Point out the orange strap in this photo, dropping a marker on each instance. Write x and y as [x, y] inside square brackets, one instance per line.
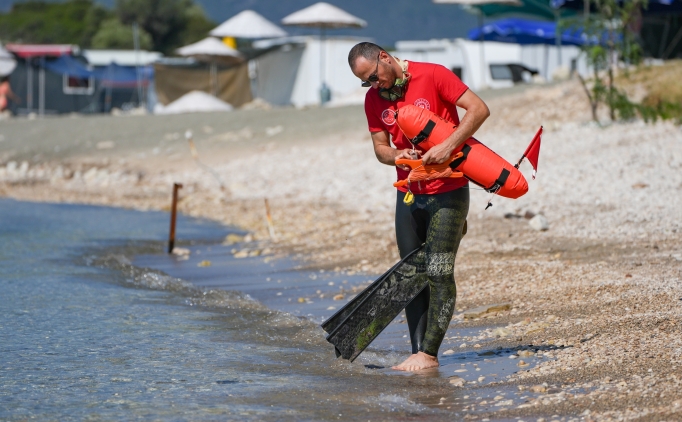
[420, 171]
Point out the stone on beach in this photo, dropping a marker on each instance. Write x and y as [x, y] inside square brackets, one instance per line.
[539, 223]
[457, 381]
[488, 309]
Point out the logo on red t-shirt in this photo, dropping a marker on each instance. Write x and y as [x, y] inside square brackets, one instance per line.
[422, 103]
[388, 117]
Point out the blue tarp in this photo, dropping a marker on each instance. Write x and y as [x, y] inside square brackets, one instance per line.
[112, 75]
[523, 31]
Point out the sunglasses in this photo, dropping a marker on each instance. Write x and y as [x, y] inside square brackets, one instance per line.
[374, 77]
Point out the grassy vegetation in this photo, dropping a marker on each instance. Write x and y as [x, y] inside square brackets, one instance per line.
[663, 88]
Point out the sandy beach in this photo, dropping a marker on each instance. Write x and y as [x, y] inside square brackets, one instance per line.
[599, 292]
* * * * *
[What is needed]:
Copy the material above word for word, starting with the line that contains "Point out the blue" and going on through the last line of the material.

[Written solution]:
Point out the blue tarp in this photo, dropping a marker on each instance. Write x and y as [x, y] inside square brackets, one instance per line.
[112, 75]
[523, 31]
Point out the sunglasses in this photo, dropping a marker on each instance. Write x and y as [x, y] inside square brackets, one instance per line.
[374, 77]
Point out the grassy vegetation in this photo, dropping a marker on each instance. Write x and y as [x, y] inside square brackets, one instance per line.
[663, 88]
Point out the sandy beach in this photo, dropping a marker on each instance. Write x and y as [x, y] inside square brackets, one instance per line.
[599, 292]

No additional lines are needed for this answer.